Excerpt provided —
+===+
The lines below might hint at the cause of the crash.
You may get help by asking at the ROOT forum http://root.cern.ch/forum
Only if you are really convinced it is a bug in ROOT then please submit a
report at http://root.cern.ch/bugs Please post the ENTIRE stack trace
from above as an attachment in addition to anything else
that might help us fixing this issue.
===========================================================
#6  0x00007f7e4e825f56 in TMVA::DataInputHandler::GetEntries(std::vector<TMVA::TreeInfo, std::allocator<TMVA::TreeInfo> > const&) const () from /usr/lib64/root/libTMVA.so.6.18
#7  0x00007f7e4e825fac in TMVA::DataInputHandler::GetEntries() const () from /usr/lib64/root/libTMVA.so.6.18
#8  0x00007f7e4e840145 in TMVA::DataSetFactory::BuildInitialDataSet(TMVA::DataSetInfo&, TMVA::DataInputHandler&) () from /usr/lib64/root/libTMVA.so.6.18
#9  0x00007f7e4e8404c7 in TMVA::DataSetFactory::CreateDataSet(TMVA::DataSetInfo&, TMVA::DataInputHandler&) () from /usr/lib64/root/libTMVA.so.6.18
#10 0x00007f7e4e846c6d in TMVA::DataSetManager::CreateDataSet(TString const&) () from /usr/lib64/root/libTMVA.so.6.18
#11 0x00007f7e4e8454ec in TMVA::DataSetInfo::GetDataSet() const () from /usr/lib64/root/libTMVA.so.6.18
#12 0x00007f7e4e8b780a in TMVA::MethodBDT::ProcessOptions() () from /usr/lib64/root/libTMVA.so.6.18
#13 0x00007f7e4e85ac4c in TMVA::Factory::BookMethod(TMVA::DataLoader*, TString, TString, TString) () from /usr/lib64/root/libTMVA.so.6.18
#14 0x00007f7e4e85b864 in TMVA::Factory::BookMethod(TMVA::DataLoader*, TMVA::Types::EMVA, TString, TString) () from /usr/lib64/root/libTMVA.so.6.18
#15 0x00007f7e65bac381 in ?? ()
+===+
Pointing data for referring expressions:

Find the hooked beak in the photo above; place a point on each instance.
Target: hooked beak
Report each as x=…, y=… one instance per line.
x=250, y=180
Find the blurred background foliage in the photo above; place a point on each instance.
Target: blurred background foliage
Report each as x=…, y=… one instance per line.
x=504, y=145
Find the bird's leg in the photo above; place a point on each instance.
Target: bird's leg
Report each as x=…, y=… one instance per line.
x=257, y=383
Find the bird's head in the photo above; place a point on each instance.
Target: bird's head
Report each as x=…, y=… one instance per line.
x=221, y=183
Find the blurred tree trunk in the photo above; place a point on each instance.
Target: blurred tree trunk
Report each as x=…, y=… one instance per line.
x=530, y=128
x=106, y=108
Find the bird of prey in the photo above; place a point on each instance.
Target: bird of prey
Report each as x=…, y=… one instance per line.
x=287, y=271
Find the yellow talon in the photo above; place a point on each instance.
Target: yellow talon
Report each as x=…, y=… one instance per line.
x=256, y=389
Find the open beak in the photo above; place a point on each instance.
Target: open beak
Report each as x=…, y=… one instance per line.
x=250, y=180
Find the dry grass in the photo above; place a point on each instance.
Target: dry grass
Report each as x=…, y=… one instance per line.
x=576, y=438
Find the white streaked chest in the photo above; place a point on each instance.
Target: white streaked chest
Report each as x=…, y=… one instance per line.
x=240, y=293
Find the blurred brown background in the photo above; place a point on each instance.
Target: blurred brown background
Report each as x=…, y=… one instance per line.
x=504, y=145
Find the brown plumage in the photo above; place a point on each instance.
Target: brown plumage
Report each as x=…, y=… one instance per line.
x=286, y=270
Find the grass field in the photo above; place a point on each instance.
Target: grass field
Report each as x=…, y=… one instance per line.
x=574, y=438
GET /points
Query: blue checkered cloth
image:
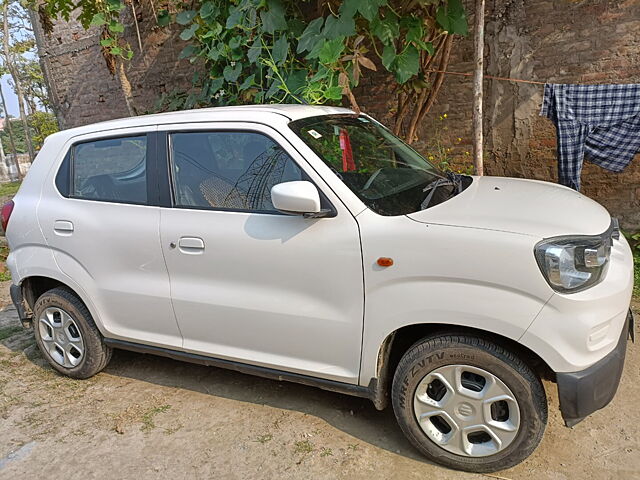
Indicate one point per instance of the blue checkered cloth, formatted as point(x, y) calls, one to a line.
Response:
point(599, 123)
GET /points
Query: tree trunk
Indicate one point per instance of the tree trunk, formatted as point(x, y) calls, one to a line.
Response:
point(10, 131)
point(125, 85)
point(16, 79)
point(478, 80)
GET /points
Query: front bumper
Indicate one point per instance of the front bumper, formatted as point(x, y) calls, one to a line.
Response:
point(582, 393)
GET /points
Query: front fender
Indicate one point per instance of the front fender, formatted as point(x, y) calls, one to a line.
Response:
point(425, 301)
point(33, 260)
point(441, 274)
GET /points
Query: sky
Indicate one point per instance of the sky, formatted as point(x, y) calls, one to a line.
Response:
point(10, 97)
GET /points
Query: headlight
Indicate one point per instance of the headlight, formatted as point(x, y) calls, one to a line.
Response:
point(572, 264)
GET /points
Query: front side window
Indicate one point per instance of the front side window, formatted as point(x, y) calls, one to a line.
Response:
point(385, 173)
point(112, 170)
point(228, 170)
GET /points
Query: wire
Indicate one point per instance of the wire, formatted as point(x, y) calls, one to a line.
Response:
point(491, 77)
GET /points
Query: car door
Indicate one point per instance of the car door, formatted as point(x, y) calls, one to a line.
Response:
point(249, 283)
point(101, 218)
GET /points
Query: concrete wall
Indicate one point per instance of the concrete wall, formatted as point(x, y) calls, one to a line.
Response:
point(82, 88)
point(562, 41)
point(8, 171)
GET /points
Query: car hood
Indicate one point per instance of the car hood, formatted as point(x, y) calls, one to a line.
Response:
point(528, 207)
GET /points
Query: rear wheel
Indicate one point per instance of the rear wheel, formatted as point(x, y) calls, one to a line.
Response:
point(469, 404)
point(67, 335)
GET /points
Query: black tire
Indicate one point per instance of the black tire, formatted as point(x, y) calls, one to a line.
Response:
point(435, 352)
point(96, 354)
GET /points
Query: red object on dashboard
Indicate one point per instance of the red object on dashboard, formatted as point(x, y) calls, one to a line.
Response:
point(348, 165)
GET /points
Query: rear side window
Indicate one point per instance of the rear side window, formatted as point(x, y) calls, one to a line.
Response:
point(111, 170)
point(228, 170)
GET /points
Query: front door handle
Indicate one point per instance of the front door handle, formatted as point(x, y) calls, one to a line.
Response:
point(191, 245)
point(63, 227)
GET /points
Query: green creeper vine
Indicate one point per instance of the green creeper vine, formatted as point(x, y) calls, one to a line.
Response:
point(269, 51)
point(257, 51)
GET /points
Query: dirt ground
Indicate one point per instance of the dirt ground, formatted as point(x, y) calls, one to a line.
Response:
point(147, 417)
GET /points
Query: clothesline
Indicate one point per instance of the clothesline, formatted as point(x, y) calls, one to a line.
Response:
point(532, 82)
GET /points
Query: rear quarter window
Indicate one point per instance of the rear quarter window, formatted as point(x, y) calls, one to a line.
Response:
point(110, 170)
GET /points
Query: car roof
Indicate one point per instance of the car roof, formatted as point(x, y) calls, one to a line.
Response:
point(290, 112)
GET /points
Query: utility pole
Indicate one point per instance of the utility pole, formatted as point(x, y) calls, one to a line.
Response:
point(478, 80)
point(7, 124)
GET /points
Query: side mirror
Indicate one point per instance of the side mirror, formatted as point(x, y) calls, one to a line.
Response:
point(299, 197)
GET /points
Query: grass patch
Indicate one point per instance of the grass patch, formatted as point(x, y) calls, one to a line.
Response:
point(9, 189)
point(6, 332)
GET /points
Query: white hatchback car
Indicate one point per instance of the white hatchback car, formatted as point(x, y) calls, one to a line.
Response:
point(310, 244)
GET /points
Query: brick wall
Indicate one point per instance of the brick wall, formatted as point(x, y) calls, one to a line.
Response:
point(82, 88)
point(561, 41)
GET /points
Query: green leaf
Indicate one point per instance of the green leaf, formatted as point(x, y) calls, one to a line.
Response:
point(273, 89)
point(163, 19)
point(280, 50)
point(296, 80)
point(349, 8)
point(413, 25)
point(114, 5)
point(116, 27)
point(452, 18)
point(186, 16)
point(311, 35)
point(388, 56)
point(248, 82)
point(216, 84)
point(235, 18)
point(407, 64)
point(274, 19)
point(321, 74)
point(315, 51)
point(331, 50)
point(428, 46)
point(231, 73)
point(369, 8)
point(235, 42)
point(187, 33)
point(254, 50)
point(387, 29)
point(342, 26)
point(98, 20)
point(333, 93)
point(187, 51)
point(208, 9)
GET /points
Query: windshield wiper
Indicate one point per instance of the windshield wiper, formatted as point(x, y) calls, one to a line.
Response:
point(452, 180)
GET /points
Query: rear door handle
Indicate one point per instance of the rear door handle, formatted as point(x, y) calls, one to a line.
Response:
point(192, 245)
point(63, 227)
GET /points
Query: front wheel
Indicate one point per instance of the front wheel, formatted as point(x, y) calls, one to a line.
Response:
point(469, 404)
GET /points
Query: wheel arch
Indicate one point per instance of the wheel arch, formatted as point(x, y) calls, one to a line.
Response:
point(398, 342)
point(34, 286)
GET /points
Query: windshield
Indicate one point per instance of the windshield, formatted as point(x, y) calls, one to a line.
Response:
point(384, 172)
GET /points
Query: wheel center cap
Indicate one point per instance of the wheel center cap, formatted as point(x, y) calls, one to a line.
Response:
+===+
To do —
1. From the ROOT crash output, extract the passage that begins at the words "You may get" and stops after "fixing this issue.".
2. Answer these questions using the ROOT crash output:
(a) What address is given for the ROOT forum?
(b) Where should a bug report be submitted?
(c) Which function appears in stack frame #12?
The listing has no connection to the ROOT crash output.

Task-by-task solutions —
1.
You may get help by asking at the ROOT forum http://root.cern.ch/forum
Only if you are really convinced it is a bug in ROOT then please submit a
report at http://root.cern.ch/bugs Please post the ENTIRE stack trace
from above as an attachment in addition to anything else
that might help us fixing this issue.

2.
(a) http://root.cern.ch/forum
(b) http://root.cern.ch/bugs
(c) TMVA::MethodBDT::ProcessOptions()